Given exercise
Pull out each line in the entries below that contains the word "soil", matching its case exactly.

Information shown
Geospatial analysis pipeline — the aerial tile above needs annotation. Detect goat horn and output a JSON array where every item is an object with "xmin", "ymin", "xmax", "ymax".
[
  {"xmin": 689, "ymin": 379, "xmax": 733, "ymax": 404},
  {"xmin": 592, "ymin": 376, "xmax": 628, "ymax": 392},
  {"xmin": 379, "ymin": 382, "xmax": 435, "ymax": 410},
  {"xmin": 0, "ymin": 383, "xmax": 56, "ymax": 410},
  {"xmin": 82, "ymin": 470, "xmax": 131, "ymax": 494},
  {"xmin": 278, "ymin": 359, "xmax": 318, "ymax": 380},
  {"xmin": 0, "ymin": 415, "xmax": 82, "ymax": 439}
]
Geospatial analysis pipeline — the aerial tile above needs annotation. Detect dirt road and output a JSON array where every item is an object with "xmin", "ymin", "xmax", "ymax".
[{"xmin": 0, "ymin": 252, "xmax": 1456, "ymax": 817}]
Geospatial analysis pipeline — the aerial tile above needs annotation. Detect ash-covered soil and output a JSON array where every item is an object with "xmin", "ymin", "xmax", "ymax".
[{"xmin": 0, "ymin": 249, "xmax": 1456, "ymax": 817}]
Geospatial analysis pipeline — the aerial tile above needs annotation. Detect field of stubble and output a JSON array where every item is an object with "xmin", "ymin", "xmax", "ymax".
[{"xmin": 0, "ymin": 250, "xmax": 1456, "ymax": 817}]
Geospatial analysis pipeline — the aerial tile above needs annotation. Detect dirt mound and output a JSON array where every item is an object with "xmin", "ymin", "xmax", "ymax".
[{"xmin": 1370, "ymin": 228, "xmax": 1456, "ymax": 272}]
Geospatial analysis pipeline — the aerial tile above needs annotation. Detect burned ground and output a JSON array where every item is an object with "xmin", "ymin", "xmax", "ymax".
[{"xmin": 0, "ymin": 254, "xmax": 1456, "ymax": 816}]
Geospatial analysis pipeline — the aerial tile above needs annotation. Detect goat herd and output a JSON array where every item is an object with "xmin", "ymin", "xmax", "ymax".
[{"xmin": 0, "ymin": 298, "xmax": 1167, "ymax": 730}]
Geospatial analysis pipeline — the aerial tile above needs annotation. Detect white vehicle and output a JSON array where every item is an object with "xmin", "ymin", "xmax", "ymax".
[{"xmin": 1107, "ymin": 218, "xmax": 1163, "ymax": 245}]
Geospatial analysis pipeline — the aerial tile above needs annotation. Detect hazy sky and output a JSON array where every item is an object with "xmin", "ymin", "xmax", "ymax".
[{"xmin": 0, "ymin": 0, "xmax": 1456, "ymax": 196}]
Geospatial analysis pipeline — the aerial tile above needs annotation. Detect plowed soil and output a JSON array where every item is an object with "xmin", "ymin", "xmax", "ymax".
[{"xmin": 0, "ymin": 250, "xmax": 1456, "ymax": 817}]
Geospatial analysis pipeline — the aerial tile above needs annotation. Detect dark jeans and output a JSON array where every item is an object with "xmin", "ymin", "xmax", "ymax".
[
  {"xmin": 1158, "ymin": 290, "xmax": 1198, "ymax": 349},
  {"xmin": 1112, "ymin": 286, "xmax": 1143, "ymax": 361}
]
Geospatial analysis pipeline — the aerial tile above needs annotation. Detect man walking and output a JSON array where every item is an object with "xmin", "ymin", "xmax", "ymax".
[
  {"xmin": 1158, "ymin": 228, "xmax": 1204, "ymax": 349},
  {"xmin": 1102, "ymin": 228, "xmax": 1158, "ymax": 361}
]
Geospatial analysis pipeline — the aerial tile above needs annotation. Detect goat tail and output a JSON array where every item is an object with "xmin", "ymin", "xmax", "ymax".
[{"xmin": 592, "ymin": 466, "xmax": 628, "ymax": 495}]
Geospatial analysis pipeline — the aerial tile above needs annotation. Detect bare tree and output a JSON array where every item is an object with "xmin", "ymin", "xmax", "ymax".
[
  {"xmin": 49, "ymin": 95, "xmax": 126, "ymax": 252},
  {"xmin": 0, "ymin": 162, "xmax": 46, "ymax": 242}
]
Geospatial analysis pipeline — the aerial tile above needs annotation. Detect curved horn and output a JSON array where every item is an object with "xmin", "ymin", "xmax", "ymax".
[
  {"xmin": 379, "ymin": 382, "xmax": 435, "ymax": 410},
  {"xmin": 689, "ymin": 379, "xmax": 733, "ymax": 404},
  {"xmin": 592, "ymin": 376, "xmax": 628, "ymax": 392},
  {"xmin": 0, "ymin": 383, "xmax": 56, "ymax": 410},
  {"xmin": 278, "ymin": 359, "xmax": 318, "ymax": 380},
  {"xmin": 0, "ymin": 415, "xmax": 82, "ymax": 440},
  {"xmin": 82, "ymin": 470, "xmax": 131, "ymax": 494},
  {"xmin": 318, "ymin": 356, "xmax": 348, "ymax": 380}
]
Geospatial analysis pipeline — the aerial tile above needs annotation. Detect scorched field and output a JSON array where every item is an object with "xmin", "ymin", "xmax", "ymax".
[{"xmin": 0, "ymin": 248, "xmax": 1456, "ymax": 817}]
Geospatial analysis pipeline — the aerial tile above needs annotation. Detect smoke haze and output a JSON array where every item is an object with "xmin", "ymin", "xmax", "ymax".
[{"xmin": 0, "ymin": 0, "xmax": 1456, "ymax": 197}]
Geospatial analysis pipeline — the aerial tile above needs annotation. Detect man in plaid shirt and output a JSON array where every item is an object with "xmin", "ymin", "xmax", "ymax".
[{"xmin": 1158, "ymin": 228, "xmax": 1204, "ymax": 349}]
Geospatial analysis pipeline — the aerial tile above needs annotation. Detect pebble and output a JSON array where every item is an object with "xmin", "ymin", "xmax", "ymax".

Worked solution
Geospatial analysis pipeline — the aerial tile above needs annotation. Detect ash-covered soil and output a JSON array where every item is an object with "xmin", "ymin", "xmax", "ymax".
Geospatial analysis pipeline — the aerial tile above needs annotation. Detect plowed soil and output a JSON array where every item is an object with "xmin", "ymin", "xmax", "ymax".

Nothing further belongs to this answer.